**SUPPLIED INFORMATION**
## Begin

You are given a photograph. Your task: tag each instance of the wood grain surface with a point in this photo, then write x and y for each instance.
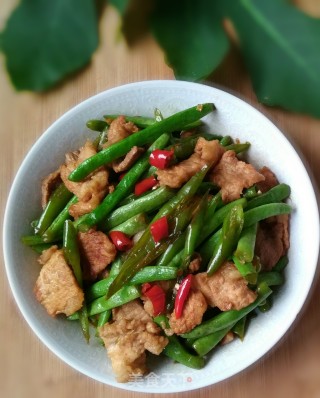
(27, 368)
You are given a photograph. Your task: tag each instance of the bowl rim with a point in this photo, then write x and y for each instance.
(6, 226)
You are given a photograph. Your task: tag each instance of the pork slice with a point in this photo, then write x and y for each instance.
(98, 252)
(270, 180)
(225, 289)
(56, 287)
(206, 152)
(92, 189)
(272, 240)
(193, 310)
(233, 175)
(131, 333)
(125, 163)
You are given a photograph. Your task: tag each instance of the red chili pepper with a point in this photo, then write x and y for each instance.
(160, 229)
(157, 297)
(120, 240)
(145, 185)
(161, 158)
(182, 295)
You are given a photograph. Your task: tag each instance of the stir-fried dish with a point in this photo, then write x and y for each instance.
(162, 237)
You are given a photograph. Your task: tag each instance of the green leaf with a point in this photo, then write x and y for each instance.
(120, 5)
(281, 48)
(44, 41)
(191, 35)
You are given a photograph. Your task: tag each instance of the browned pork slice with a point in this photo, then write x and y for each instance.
(205, 152)
(272, 240)
(97, 250)
(118, 130)
(92, 189)
(49, 184)
(56, 287)
(125, 163)
(225, 289)
(193, 310)
(270, 180)
(131, 333)
(233, 175)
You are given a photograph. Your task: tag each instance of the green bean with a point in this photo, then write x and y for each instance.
(185, 192)
(147, 203)
(56, 203)
(194, 231)
(240, 328)
(96, 125)
(247, 270)
(176, 351)
(121, 297)
(231, 229)
(245, 248)
(55, 231)
(228, 318)
(143, 137)
(72, 254)
(275, 194)
(104, 318)
(206, 343)
(281, 264)
(133, 225)
(124, 187)
(262, 212)
(271, 278)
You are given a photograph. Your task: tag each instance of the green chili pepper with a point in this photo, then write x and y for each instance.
(122, 296)
(228, 318)
(194, 230)
(72, 255)
(56, 203)
(245, 248)
(231, 229)
(143, 137)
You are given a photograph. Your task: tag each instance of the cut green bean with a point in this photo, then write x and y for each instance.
(121, 297)
(55, 205)
(125, 187)
(55, 231)
(143, 137)
(275, 194)
(228, 318)
(153, 201)
(133, 225)
(246, 244)
(176, 351)
(262, 212)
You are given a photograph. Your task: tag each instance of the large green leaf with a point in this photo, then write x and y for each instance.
(281, 48)
(191, 35)
(45, 40)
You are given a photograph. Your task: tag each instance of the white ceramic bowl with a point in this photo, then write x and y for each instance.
(233, 117)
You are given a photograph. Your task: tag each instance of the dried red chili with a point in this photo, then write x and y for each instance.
(160, 229)
(161, 158)
(120, 240)
(145, 185)
(182, 294)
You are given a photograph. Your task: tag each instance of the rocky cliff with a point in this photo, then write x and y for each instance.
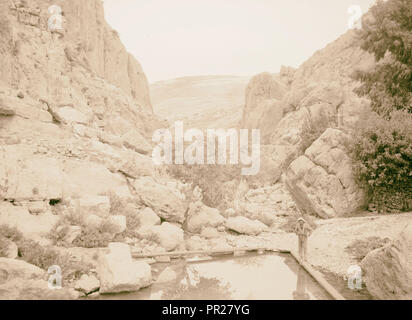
(75, 114)
(296, 107)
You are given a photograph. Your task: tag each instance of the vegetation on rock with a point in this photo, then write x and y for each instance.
(383, 141)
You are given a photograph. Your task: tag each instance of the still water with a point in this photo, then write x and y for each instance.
(250, 277)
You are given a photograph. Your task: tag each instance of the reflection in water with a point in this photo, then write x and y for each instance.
(270, 277)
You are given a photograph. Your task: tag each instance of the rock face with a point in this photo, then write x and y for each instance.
(387, 271)
(294, 108)
(264, 204)
(167, 235)
(20, 280)
(33, 227)
(321, 180)
(98, 50)
(119, 273)
(245, 226)
(201, 216)
(75, 119)
(164, 202)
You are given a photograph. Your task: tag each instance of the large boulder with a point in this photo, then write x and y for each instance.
(96, 205)
(147, 217)
(12, 268)
(161, 199)
(119, 273)
(87, 284)
(25, 176)
(321, 181)
(200, 216)
(246, 226)
(85, 178)
(135, 141)
(387, 271)
(68, 115)
(33, 227)
(263, 94)
(20, 280)
(167, 235)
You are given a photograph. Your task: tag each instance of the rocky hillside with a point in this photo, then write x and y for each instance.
(201, 102)
(75, 114)
(306, 116)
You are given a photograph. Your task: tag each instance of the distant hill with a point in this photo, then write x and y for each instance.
(202, 101)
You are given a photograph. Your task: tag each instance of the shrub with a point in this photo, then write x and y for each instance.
(209, 178)
(386, 34)
(10, 233)
(360, 248)
(382, 153)
(45, 257)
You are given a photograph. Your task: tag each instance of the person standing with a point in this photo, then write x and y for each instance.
(303, 231)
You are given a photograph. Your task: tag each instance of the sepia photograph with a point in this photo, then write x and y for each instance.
(205, 155)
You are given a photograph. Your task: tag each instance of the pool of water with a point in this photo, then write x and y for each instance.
(250, 277)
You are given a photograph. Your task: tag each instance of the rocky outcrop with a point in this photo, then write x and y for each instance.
(321, 181)
(200, 216)
(167, 235)
(294, 108)
(262, 107)
(244, 225)
(20, 280)
(85, 39)
(164, 202)
(265, 204)
(387, 271)
(119, 273)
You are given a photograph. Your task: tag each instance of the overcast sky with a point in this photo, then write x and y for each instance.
(175, 38)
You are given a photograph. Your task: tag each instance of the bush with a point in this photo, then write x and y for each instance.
(386, 34)
(210, 179)
(10, 233)
(360, 248)
(382, 155)
(45, 257)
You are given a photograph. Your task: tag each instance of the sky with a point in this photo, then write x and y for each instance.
(177, 38)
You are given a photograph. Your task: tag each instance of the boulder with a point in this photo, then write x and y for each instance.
(117, 223)
(245, 226)
(321, 181)
(85, 178)
(71, 233)
(33, 227)
(68, 115)
(167, 275)
(200, 216)
(209, 233)
(37, 207)
(166, 235)
(12, 268)
(161, 199)
(25, 176)
(387, 271)
(87, 284)
(135, 141)
(97, 205)
(147, 217)
(119, 273)
(92, 221)
(9, 249)
(137, 165)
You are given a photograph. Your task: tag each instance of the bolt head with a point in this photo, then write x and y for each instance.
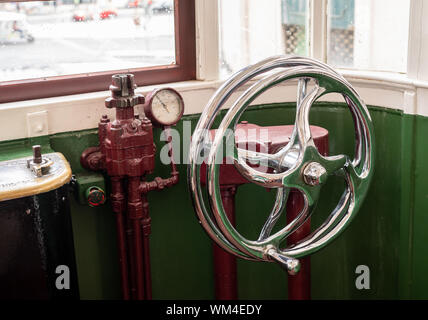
(314, 174)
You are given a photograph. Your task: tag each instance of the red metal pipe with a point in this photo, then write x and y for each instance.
(146, 227)
(225, 275)
(135, 209)
(118, 200)
(130, 239)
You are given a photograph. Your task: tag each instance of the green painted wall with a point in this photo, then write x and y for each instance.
(388, 235)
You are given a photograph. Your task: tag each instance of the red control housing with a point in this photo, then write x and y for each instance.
(249, 136)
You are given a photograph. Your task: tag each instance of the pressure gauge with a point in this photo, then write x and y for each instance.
(164, 106)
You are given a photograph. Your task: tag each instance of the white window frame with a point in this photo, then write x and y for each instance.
(407, 92)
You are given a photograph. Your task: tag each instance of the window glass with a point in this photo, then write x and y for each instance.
(251, 30)
(369, 35)
(52, 38)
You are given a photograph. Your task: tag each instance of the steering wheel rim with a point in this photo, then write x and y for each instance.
(299, 157)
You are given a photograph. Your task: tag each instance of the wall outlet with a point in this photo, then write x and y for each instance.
(37, 124)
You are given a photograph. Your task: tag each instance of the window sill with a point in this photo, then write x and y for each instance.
(82, 111)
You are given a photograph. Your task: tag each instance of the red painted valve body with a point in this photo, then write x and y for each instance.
(127, 145)
(127, 153)
(225, 263)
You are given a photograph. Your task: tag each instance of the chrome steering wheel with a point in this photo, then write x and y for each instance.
(297, 165)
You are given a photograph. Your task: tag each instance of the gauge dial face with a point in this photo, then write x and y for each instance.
(167, 106)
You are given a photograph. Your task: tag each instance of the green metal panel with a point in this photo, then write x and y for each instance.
(388, 234)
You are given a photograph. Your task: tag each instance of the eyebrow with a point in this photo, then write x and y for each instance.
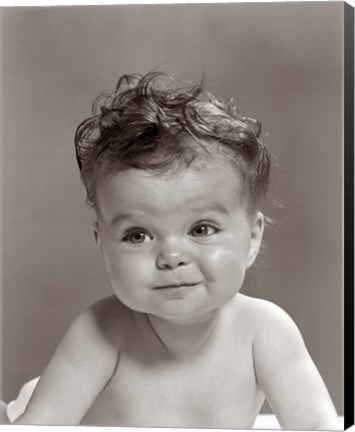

## End

**AIM**
Convert every line of the material above into a numbered list, omitting blank lines and leaving the pictures out.

**TASK OUTPUT**
1. You are given a photograph. Your task: tag each instance of the wood grain surface with a point in this photo, then write x and y for each instance.
2. (27, 368)
3. You are given a photograph. Your task: tag each instance of the bowl rim with a point in this photo, then write x and y for each instance.
4. (6, 226)
5. You are given a photograph. Your task: tag each instance of the pork slice with a point in this photo, then write x and y for each instance.
6. (98, 252)
7. (270, 180)
8. (225, 289)
9. (56, 287)
10. (206, 152)
11. (92, 189)
12. (272, 240)
13. (193, 310)
14. (233, 175)
15. (131, 333)
16. (125, 163)
17. You are given a photograph. Your task: tag each instance of the red chili pepper with a point in this photo, then write x and y for each instance.
18. (160, 229)
19. (157, 297)
20. (120, 240)
21. (145, 185)
22. (161, 158)
23. (182, 295)
24. You are given a photograph. Your task: tag each instance of the stir-fried dish with a point in this photo, then write x and y for each instance.
25. (162, 237)
26. You are given a photograph. Your task: tag each instance of the green leaf with a point in this photo, then write x and y for each instance.
27. (120, 5)
28. (281, 48)
29. (44, 41)
30. (191, 35)
31. You are given a photograph. Your task: tag each instance of the browned pork slice with a point in this photo, then write x and y for each instance.
32. (205, 152)
33. (272, 240)
34. (97, 250)
35. (118, 130)
36. (92, 189)
37. (49, 184)
38. (56, 287)
39. (125, 163)
40. (225, 289)
41. (193, 310)
42. (270, 180)
43. (131, 333)
44. (233, 175)
45. You are given a photograph. Your task: tag each instance of the green bean with a point in this photo, then write x and y for each instance.
46. (185, 192)
47. (147, 203)
48. (56, 203)
49. (194, 231)
50. (240, 328)
51. (96, 125)
52. (247, 270)
53. (176, 351)
54. (121, 297)
55. (231, 229)
56. (245, 248)
57. (55, 231)
58. (228, 318)
59. (143, 137)
60. (72, 254)
61. (275, 194)
62. (104, 318)
63. (206, 343)
64. (281, 264)
65. (133, 225)
66. (124, 187)
67. (262, 212)
68. (271, 278)
69. You are given a photograph. Your task: tag each instance of the green chili pepper with a point in this photo, then write x and y for each instance.
70. (122, 296)
71. (228, 318)
72. (194, 230)
73. (72, 255)
74. (56, 203)
75. (245, 248)
76. (231, 229)
77. (143, 137)
78. You are given a photograph. Your task: tag each instance of the cut green bean with a point in this photo, then write x and y for each instance.
79. (121, 297)
80. (55, 205)
81. (125, 187)
82. (55, 231)
83. (143, 137)
84. (275, 194)
85. (228, 318)
86. (153, 201)
87. (133, 225)
88. (246, 244)
89. (176, 351)
90. (262, 212)
91. You are given a photograph. Your task: tag each instance of the large green leaf with a point in this photo, then write x and y for each instance.
92. (281, 48)
93. (191, 35)
94. (45, 40)
95. You are given a photograph. Your task: tag each instance of the white ceramic bowl with a point in this photo, then write x and y for each instance.
96. (233, 117)
97. You are given a photograph. Your task: tag each instance of the dried red chili with a point in this photo, then write x and y for each instance.
98. (160, 229)
99. (161, 158)
100. (120, 240)
101. (145, 185)
102. (182, 294)
103. You are given a photograph. Your task: tag each instance of the rocky cliff with a point in this photo, then write x and y for each instance.
104. (75, 114)
105. (296, 107)
106. You are given a photograph. Your task: tag each instance of the vegetation on rock with a point in this photo, then write x and y for each instance.
107. (383, 141)
108. You are given a photograph. Your task: tag each instance of the still water with a point in this photo, then write x and y for each instance.
109. (250, 277)
110. You are given a photograph. Your task: tag each instance of the reflection in water with a point in this photo, then write x and y for each instance.
111. (270, 277)
112. You are given a photograph. Your task: tag each instance of the rock face with a point in this photo, then write x and y for each instance.
113. (387, 271)
114. (294, 108)
115. (264, 204)
116. (167, 235)
117. (20, 280)
118. (33, 227)
119. (321, 180)
120. (98, 50)
121. (119, 273)
122. (245, 226)
123. (201, 216)
124. (75, 119)
125. (164, 202)
126. You are given a photograph. Your task: tag each instance of the large boulder with a point in this photo, then write x and y for each instance.
127. (96, 205)
128. (147, 217)
129. (12, 268)
130. (161, 199)
131. (119, 273)
132. (87, 284)
133. (25, 176)
134. (321, 181)
135. (200, 216)
136. (246, 226)
137. (85, 178)
138. (135, 141)
139. (387, 271)
140. (68, 115)
141. (33, 227)
142. (263, 94)
143. (20, 280)
144. (167, 235)
145. You are given a photograph. Your task: tag each instance of the rocky hillside with a point in this photo, then write x and y for each instance.
146. (201, 102)
147. (75, 114)
148. (306, 116)
149. You are given a photograph. Your task: tag each instance of the distant hill with a point in this photo, then write x and y for each instance.
150. (202, 101)
151. You are given a photograph. Your task: tag each instance of the shrub with a point in this photo, then write x and y for each instance.
152. (209, 178)
153. (386, 34)
154. (10, 233)
155. (360, 248)
156. (382, 153)
157. (45, 257)
158. You are given a photograph. Your task: tag each instance of the person standing with a point in this photo, then write x and y for each instance.
159. (303, 231)
160. You are given a photograph. Your task: tag each instance of the sepia photograph with a point in this photo, then write x and y for each instance.
161. (205, 155)
162. You are given a photograph. Your task: tag each instance of the pool of water with a point in this photo, then write x and y for each instance.
163. (250, 277)
164. You are given a photograph. Your task: tag each instance of the rocky outcrop with a point in this photo, then write x and y for each instance.
165. (321, 181)
166. (200, 216)
167. (167, 235)
168. (294, 108)
169. (262, 107)
170. (244, 225)
171. (20, 280)
172. (85, 39)
173. (164, 202)
174. (265, 204)
175. (387, 271)
176. (119, 273)
177. You are given a photograph. Your task: tag each instance of the overcast sky with a point in this photo, then write x and y for each instance.
178. (175, 38)
179. You are given a photograph. Your task: tag each instance of the bush with a point in this photo, then write x and y for each instance.
180. (386, 34)
181. (210, 179)
182. (10, 233)
183. (360, 248)
184. (382, 155)
185. (45, 257)
186. You are given a photograph. Your task: tag each instance of the sky with a point in this photo, then write x and y for each instance.
187. (177, 38)
188. You are given a photograph. Your task: tag each instance of the boulder with a point in this photo, then write x and y for each instance.
189. (117, 223)
190. (245, 226)
191. (321, 181)
192. (85, 178)
193. (71, 233)
194. (33, 227)
195. (68, 115)
196. (167, 275)
197. (200, 216)
198. (209, 233)
199. (37, 207)
200. (166, 235)
201. (12, 268)
202. (161, 199)
203. (25, 176)
204. (387, 271)
205. (87, 284)
206. (135, 141)
207. (97, 205)
208. (147, 217)
209. (119, 273)
210. (92, 221)
211. (9, 249)
212. (137, 165)
213. You are given a photograph. Your task: tag each instance of the bolt head with a point in this photo, then write x and y for each instance.
214. (314, 174)
215. You are given a photograph. Your task: tag each instance of the red metal pipe with a point in this photo, then write x and y for each instance.
216. (146, 227)
217. (225, 275)
218. (135, 209)
219. (118, 200)
220. (130, 239)
221. You are given a photograph. Your task: tag each instance of the green painted wall with a point in this photo, then write x and y for each instance.
222. (388, 235)
223. You are given a photograph. Your task: tag each instance of the red control housing with a point in this photo, then write x and y for each instance.
224. (249, 136)
225. You are given a photograph. Your task: tag each instance of the pressure gauge with a point in this photo, then write x and y for each instance.
226. (164, 106)
227. You are given a photograph. Your task: tag each instance of the white window frame with a point in this photo, then write x and y for each instance.
228. (407, 92)
229. You are given a photograph. Your task: tag each instance of the window glass with a point in this photo, then write x and y for each instance.
230. (251, 30)
231. (369, 35)
232. (52, 38)
233. You are given a photograph. Your task: tag each instance of the steering wheel rim with a point in this photo, then write x and y for each instance.
234. (299, 157)
235. You are given a photograph. Your task: tag each instance of the wall outlet with a point in this photo, then write x and y for each instance.
236. (37, 124)
237. You are given a photograph. Your task: tag each instance of the window sill with a point in this photo, then write x and y for each instance.
238. (82, 111)
239. You are given a photograph. Your task: tag each instance of the red painted valve body with a point in this photo, then write x and y for each instance.
240. (127, 145)
241. (127, 153)
242. (225, 263)
243. You are given a photograph. Your task: tag each instance of the chrome steering wheel with a point in this photo, then write x and y for each instance.
244. (297, 165)
245. You are given a photograph. Your task: tag each instance of the gauge dial face with a point in this photo, then write x and y for each instance.
246. (167, 106)
247. You are given a photograph. Your task: tag each instance of the green metal panel with a point in this photo, then write x and y for each instance.
248. (388, 234)
249. You are given a photograph. Your task: tag each instance of the eyebrow with a point in this photo, then write x and y for each instance.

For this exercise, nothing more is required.